### Qué hacer
• a. Reproduce sin cambios el fragmento sobre la Franja de Gaza desde "La Franja de Gaza es" hasta "ese gobierno caerá.", ambos incluidos.
• b. Responde a estas preguntas según el fragmento sobre la Franja de Gaza:
(i) ¿Cuántos adolescentes israelíes fueron capturados?
(ii) ¿Qué población tiene la Franja de Gaza?
(iii) ¿A qué es extremadamente sensible la sociedad israelí?

### Fragmento para leer

------------------------------------

Las razones para atacar la Franja de Gaza eran algo turbias. Unos hombres árabes capturaron a tres adolescentes israelíes, con el claro objetivo de conseguir un intercambio de prisioneros. Los árabes entraron en pánico y mataron a los adolescentes. Los israelíes respondieron, los palestinos respondieron y, he aquí, el consejo de ministros decidió lanzar un ataque total.

Nuestro consejo de ministros incluye a bobos, la mayoría de los cuales no tienen ni idea de lo que es la guerra. Decidieron atacar la Franja de Gaza.

Esta decisión fue el verdadero crimen.

La Franja de Gaza es un territorio minúsculo, abarrotado por una población de 1,8 millones de seres humanos, de los cuales casi la mitad son descendientes de refugiados que huyeron de zonas que pasaron a ser Israel tras la guerra de 1948.

En cualquier circunstancia, un ataque así estaba destinado a tener como resultado un gran número de víctimas civiles. Pero hubo otro hecho que hizo que fuera incluso peor.

Israel es un Estado democrático. A los líderes los tiene que elegir la gente. Los votantes son los padres y los abuelos de los soldados, bien de las fuerzas regulares, bien de la reserva.

Esto significa que la sociedad israelí es extremadamente sensible a las bajas militares. Si un gran número de soldados mueren en combate durante una operación militar, ese gobierno caerá.

------------------------------------

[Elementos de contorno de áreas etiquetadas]
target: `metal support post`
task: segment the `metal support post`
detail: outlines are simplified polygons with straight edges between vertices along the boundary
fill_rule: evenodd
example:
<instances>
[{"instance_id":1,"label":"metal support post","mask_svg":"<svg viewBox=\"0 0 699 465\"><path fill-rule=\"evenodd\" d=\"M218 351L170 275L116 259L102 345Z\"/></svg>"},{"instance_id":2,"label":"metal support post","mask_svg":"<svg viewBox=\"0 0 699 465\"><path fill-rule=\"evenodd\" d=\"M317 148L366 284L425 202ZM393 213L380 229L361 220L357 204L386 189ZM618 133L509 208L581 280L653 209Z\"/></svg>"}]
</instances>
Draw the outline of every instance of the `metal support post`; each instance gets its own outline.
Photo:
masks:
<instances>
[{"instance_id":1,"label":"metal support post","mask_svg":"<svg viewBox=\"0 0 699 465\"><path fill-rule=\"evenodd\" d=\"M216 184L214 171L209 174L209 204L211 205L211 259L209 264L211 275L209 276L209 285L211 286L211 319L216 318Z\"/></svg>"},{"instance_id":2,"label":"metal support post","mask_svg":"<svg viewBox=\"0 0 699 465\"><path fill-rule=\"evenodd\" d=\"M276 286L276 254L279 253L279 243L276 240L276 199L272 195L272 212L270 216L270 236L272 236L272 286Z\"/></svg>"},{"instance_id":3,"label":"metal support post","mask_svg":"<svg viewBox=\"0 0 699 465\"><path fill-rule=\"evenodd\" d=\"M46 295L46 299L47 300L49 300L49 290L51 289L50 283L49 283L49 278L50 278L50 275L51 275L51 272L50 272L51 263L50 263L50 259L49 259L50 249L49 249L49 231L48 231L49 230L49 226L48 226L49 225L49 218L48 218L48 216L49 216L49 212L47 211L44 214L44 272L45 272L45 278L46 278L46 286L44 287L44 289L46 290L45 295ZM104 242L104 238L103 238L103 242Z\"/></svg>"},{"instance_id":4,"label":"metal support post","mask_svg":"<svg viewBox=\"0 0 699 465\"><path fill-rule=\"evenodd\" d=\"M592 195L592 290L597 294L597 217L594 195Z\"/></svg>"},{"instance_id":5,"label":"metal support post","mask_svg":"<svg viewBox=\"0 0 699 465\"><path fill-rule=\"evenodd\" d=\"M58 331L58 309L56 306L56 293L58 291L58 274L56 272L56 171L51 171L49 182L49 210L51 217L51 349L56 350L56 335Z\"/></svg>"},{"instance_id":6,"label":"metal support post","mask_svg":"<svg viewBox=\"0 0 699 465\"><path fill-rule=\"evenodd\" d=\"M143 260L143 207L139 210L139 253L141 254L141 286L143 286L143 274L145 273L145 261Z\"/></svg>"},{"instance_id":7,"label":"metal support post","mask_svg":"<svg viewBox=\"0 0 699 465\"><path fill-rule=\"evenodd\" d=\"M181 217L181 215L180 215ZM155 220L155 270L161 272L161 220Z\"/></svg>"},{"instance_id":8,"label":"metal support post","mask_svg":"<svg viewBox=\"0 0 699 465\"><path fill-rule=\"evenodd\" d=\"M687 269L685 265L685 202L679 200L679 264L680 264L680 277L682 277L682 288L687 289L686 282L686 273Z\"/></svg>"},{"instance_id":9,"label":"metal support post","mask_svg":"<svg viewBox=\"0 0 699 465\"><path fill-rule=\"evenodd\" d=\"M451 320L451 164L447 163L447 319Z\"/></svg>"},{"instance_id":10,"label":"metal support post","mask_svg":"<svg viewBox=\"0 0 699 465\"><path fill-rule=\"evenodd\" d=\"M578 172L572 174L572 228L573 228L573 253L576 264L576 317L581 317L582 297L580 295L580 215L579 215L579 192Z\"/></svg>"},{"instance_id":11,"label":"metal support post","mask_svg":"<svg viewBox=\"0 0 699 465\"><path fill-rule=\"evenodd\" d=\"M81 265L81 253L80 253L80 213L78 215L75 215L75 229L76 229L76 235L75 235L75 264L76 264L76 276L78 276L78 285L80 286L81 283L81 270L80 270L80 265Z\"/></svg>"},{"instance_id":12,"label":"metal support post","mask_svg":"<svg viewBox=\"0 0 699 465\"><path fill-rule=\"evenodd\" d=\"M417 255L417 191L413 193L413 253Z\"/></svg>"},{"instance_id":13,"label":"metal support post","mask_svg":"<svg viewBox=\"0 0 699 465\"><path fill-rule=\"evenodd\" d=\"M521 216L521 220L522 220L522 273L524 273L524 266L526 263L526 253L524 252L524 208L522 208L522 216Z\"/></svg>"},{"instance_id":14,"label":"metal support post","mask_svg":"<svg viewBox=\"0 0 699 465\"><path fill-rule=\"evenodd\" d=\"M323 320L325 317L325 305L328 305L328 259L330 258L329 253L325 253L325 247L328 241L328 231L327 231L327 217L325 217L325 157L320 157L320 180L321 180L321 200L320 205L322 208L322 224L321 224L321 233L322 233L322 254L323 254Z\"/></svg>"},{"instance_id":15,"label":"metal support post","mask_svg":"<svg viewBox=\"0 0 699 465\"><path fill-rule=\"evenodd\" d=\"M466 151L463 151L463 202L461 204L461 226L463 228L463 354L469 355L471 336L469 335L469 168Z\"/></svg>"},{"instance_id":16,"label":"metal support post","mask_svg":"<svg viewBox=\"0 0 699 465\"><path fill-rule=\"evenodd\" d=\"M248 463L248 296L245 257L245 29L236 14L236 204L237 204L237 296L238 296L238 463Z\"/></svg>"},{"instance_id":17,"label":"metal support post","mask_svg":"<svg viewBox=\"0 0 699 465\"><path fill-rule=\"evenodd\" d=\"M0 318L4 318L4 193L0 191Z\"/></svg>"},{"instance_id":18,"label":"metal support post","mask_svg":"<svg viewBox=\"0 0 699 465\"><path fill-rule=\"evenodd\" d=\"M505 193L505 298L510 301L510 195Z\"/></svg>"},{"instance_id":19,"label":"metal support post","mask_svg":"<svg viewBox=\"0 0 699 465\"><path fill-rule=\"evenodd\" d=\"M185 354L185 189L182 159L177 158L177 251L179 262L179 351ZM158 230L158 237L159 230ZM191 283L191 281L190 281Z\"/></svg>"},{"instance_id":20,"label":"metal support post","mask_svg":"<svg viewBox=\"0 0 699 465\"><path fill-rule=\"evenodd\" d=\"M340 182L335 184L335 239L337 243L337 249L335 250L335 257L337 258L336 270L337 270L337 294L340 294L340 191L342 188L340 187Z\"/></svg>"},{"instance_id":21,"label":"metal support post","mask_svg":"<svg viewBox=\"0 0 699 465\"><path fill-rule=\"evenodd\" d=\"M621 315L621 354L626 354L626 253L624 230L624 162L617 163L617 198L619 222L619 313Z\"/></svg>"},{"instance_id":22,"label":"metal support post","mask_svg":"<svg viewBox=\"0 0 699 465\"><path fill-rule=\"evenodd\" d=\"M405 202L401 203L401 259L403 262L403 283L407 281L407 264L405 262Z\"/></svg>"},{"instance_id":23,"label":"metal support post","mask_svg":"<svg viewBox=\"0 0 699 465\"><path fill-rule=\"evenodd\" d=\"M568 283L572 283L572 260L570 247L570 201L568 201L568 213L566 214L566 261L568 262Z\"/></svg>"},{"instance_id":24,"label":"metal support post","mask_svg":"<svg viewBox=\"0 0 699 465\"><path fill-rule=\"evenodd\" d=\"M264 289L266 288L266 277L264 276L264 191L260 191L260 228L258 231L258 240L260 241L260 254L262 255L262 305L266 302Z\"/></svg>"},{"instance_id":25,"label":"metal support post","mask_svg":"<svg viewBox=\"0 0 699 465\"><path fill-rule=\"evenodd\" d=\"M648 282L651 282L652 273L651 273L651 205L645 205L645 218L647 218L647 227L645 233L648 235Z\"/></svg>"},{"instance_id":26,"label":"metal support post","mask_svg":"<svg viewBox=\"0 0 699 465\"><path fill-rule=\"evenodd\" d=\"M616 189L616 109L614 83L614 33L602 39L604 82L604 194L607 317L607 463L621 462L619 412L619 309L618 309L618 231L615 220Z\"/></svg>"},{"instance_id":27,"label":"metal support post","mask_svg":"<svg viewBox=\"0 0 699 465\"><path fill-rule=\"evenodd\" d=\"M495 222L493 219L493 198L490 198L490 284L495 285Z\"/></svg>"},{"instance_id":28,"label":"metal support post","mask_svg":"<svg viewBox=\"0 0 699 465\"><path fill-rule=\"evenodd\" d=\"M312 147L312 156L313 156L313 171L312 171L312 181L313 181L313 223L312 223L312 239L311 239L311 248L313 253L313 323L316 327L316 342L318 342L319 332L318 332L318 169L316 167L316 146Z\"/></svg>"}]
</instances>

------------------------------------

### Resultados
• a.
La Franja de Gaza es un territorio minúsculo, abarrotado por una población de 1,8 millones de seres humanos, de los cuales casi la mitad son descendientes de refugiados que huyeron de zonas que pasaron a ser Israel tras la guerra de 1948.

En cualquier circunstancia, un ataque así estaba destinado a tener como resultado un gran número de víctimas civiles. Pero hubo otro hecho que hizo que fuera incluso peor.

Israel es un Estado democrático. A los líderes los tiene que elegir la gente. Los votantes son los padres y los abuelos de los soldados, bien de las fuerzas regulares, bien de la reserva.

Esto significa que la sociedad israelí es extremadamente sensible a las bajas militares. Si un gran número de soldados mueren en combate durante una operación militar, ese gobierno caerá.

• b.
(i) Tres.
(ii) 1,8 millones de seres humanos.
(iii) A las bajas militares.